Trecho para leitura:
A estrutura constitucional que traz a imunidade opera na hipótese de incidência, elidindo certos fatos ou aspectos. Aliás, os dispositivos legais de isenção funcionam da mesma maneira. A diferença é que a imunidade radica na Constituição, enquanto a isenção decorre da lei menor, complementar ou ordinária. Teologicamente a imunidade liga-se a valores caros que se pretende sejam duradouros, enquanto a isenção veicula interesses mais comuns, por si sós mutáveis. Mas imunidade e isenção são categorias legislativas diferentes. Do ponto de vista da norma, só cabe dizer se ela incide ou não incide. Imunidade e isenção são fatores legislativos que condicionam as normas tributárias, cooperando na formação das mesmas (COÊLHO, 2015, p. 140).
Em outras palavras a norma imunizante, aprimorada pelo legislador constituinte, em nome do “ cidadão – destinatário”, visa preservar valores políticos, religiosos, sociais e éticos, colocando a salvo da tributação certas situações e pessoas (físicas e jurídicas). Compreende-se que existem estruturas fundamentais ao regime que não serão perturbadas pela tributação, em homenagem à norma imunizadora. Diante disso, a preservação desempenhada pelo instituto da imunidade deve abranger de uma forma que tais preceitos sejam garantidos mesmo com a mutação constitucional (SABBAG,2010 p. 281).
Neste raciocínio, a condição duradoura que a imunidade carrega consigo é um obstáculo à tributação do rol elencado no texto constitucional.
Mister se faz assinalar, que essa condição não tem caráter imutável, a rigidez traduz-se fundamentalmente na atribuição às normas de uma capacidade de resistência à derrogação superior à de qualquer lei ordinária (CANOTILHO, 2003, p. 215).

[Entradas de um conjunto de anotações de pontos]
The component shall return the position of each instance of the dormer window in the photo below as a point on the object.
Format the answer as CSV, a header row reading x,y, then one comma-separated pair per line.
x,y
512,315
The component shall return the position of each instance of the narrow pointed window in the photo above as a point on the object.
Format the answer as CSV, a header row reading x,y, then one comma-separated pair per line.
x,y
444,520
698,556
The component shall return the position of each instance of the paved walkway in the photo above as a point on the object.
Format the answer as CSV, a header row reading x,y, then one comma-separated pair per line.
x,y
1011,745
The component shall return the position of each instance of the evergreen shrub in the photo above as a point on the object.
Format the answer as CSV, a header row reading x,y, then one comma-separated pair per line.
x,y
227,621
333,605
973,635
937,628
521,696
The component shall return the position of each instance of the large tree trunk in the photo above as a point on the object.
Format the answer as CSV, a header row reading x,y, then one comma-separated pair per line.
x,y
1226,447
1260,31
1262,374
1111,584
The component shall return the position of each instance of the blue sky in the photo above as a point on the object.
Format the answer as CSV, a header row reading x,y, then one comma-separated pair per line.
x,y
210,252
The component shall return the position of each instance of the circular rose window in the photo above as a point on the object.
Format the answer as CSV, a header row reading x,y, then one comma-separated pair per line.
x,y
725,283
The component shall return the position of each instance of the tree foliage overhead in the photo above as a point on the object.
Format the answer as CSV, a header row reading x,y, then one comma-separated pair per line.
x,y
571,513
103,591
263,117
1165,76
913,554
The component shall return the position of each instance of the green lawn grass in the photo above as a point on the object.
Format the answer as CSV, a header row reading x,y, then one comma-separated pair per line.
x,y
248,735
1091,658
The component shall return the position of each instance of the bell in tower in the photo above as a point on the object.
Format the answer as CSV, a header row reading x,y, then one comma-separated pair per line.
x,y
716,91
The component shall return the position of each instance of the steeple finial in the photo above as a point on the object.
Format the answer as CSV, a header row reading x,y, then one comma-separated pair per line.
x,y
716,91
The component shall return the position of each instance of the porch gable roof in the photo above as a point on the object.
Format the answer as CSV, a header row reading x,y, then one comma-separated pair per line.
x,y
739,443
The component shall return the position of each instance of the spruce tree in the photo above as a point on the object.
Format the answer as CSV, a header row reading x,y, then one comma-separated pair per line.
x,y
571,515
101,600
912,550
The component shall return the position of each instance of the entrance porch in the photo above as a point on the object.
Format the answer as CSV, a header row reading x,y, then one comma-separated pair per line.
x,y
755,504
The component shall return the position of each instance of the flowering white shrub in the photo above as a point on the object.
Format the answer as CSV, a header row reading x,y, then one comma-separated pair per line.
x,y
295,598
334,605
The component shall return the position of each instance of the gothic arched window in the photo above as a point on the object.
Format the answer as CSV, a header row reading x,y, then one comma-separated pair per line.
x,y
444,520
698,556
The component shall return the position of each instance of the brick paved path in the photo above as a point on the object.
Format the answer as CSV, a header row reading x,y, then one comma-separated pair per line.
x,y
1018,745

Tarefa: Transcreva literalmente a passagem do trecho sobre imunidade tributária que vai de "Em outras palavras" até "(SABBAG,2010 p. 281).", incluindo essas palavras.

Resposta esperada:
Em outras palavras a norma imunizante, aprimorada pelo legislador constituinte, em nome do “ cidadão – destinatário”, visa preservar valores políticos, religiosos, sociais e éticos, colocando a salvo da tributação certas situações e pessoas (físicas e jurídicas). Compreende-se que existem estruturas fundamentais ao regime que não serão perturbadas pela tributação, em homenagem à norma imunizadora. Diante disso, a preservação desempenhada pelo instituto da imunidade deve abranger de uma forma que tais preceitos sejam garantidos mesmo com a mutação constitucional (SABBAG,2010 p. 281).